Requirement:
Could you write out each entry exactly as it reads?
———
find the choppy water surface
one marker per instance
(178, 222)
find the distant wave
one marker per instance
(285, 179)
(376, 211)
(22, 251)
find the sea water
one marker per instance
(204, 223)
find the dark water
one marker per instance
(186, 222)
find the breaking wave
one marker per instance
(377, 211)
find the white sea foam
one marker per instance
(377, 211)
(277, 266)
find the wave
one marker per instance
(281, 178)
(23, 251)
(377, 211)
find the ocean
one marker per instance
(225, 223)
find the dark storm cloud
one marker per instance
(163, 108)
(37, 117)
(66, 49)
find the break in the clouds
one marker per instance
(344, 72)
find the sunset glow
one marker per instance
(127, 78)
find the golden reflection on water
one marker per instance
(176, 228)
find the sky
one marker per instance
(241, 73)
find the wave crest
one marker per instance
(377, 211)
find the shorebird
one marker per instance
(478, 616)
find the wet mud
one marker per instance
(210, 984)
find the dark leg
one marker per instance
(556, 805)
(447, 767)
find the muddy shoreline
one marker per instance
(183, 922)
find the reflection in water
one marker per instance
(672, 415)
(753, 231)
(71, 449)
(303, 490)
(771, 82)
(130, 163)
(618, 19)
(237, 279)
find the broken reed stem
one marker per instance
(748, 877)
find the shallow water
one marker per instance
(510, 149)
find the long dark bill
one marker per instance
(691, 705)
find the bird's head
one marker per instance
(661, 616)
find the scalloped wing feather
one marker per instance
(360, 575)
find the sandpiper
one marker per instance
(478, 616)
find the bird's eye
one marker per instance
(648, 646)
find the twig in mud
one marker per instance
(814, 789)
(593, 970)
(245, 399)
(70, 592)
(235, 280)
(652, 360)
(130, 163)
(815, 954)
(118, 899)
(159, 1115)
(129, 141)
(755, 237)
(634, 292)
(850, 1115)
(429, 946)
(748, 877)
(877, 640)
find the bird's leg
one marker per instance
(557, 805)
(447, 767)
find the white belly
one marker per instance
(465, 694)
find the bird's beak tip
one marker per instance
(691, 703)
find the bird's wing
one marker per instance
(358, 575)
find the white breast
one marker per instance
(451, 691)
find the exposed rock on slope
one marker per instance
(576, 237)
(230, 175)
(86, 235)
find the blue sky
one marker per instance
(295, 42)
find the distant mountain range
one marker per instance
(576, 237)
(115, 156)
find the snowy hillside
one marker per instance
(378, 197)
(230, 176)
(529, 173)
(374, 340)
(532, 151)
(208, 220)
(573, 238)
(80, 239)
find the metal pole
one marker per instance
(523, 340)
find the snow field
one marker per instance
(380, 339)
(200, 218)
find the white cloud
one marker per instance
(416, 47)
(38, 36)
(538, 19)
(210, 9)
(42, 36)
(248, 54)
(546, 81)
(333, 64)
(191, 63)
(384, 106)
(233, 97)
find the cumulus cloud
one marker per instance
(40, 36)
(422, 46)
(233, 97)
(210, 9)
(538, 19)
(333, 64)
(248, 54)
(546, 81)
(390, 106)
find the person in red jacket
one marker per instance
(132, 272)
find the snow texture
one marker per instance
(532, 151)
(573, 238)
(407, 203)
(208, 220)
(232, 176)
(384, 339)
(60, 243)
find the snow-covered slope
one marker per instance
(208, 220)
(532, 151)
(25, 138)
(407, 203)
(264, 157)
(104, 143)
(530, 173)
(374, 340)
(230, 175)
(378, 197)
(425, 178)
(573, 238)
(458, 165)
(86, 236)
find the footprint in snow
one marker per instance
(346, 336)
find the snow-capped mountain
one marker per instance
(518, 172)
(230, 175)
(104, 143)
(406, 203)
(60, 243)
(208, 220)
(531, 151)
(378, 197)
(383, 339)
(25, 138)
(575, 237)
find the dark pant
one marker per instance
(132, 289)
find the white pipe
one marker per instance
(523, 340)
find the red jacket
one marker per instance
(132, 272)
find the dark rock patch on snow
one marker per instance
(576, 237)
———
Solved exercise:
find the choppy water surface
one marker per instance
(178, 222)
find the distant wave
one marker per instance
(285, 179)
(376, 211)
(22, 251)
find the sea water
one marker per instance
(204, 223)
find the dark water
one marker per instance
(186, 222)
find the breaking wave
one marker per instance
(377, 211)
find the white sea foam
one marker per instance
(377, 211)
(277, 266)
find the wave
one marker per instance
(281, 178)
(23, 251)
(377, 211)
find the ocean
one marker per instance
(225, 223)
find the dark storm cloud
one marker per instance
(163, 108)
(37, 117)
(66, 49)
find the break in the clouds
one marker per instance
(344, 72)
find the sunset glow
one marker per instance
(127, 78)
find the golden reflection on water
one marker per instance
(176, 228)
find the sky
one marker per instance
(241, 73)
find the wave crest
one marker per instance
(377, 211)
find the shorebird
one marker per instance
(478, 616)
find the wet mud
one marker per instance
(210, 984)
find the dark leg
one marker per instance
(556, 805)
(447, 767)
find the muddy shoreline
one marker per instance
(183, 922)
find the reflection in water
one marker per instance
(672, 415)
(753, 231)
(71, 449)
(303, 490)
(771, 82)
(130, 163)
(618, 19)
(237, 279)
find the broken reed stem
one marker per instance
(748, 877)
find the shallow water
one marker per instance
(510, 149)
find the long dark bill
one marker per instance
(691, 705)
find the bird's head
one marker per instance
(661, 616)
find the scalloped wing feather
one marker per instance
(360, 575)
find the sandpiper
one marker per instance
(478, 616)
find the bird's eye
one marker per instance
(648, 646)
find the twig in mud
one marker per instance
(814, 789)
(593, 970)
(245, 399)
(70, 592)
(235, 280)
(652, 360)
(130, 163)
(815, 954)
(118, 899)
(159, 1115)
(129, 141)
(755, 237)
(634, 292)
(850, 1115)
(429, 946)
(748, 877)
(877, 640)
find the bird's leg
one marker per instance
(557, 805)
(447, 767)
find the white belly
one marker per instance
(465, 694)
find the bird's beak tip
one marker per instance
(691, 703)
find the bird's wing
one marker per instance
(358, 575)
find the white breast
one marker per instance
(451, 691)
find the exposed rock on slope
one marker per instance
(576, 237)
(230, 175)
(86, 235)
find the blue sky
one marker per instance
(295, 42)
find the distant mountain range
one marker per instance
(576, 237)
(115, 156)
find the snowy hillside
one marker per instance
(378, 197)
(230, 176)
(529, 173)
(374, 340)
(532, 151)
(208, 220)
(573, 238)
(80, 239)
find the metal pole
one marker per instance
(523, 340)
find the snow field
one marker per instance
(380, 339)
(200, 218)
find the white cloud
one marker per instance
(416, 47)
(38, 36)
(538, 19)
(210, 9)
(42, 36)
(248, 54)
(546, 81)
(333, 64)
(191, 63)
(384, 106)
(233, 97)
find the cumulus cloud
one marker per instance
(40, 36)
(422, 46)
(233, 97)
(210, 9)
(538, 19)
(333, 64)
(248, 54)
(546, 81)
(390, 106)
find the person in red jacket
one marker per instance
(132, 272)
find the snow texture
one marker per instance
(532, 151)
(573, 238)
(407, 203)
(208, 220)
(232, 176)
(384, 339)
(60, 243)
find the snow-covered slope
one marker per instance
(208, 220)
(532, 151)
(25, 138)
(407, 203)
(264, 157)
(104, 143)
(530, 173)
(374, 340)
(230, 175)
(378, 197)
(425, 178)
(573, 238)
(458, 165)
(86, 236)
find the footprint in snow
one marker per instance
(346, 336)
find the snow-capped mountain
one marker per instance
(518, 172)
(230, 175)
(104, 143)
(406, 203)
(60, 243)
(208, 220)
(531, 151)
(378, 197)
(383, 339)
(25, 138)
(575, 237)
find the dark pant
one marker per instance
(132, 289)
find the white pipe
one marker per instance
(523, 340)
find the red jacket
one marker per instance
(132, 272)
find the dark rock patch on snow
one marker per instance
(576, 237)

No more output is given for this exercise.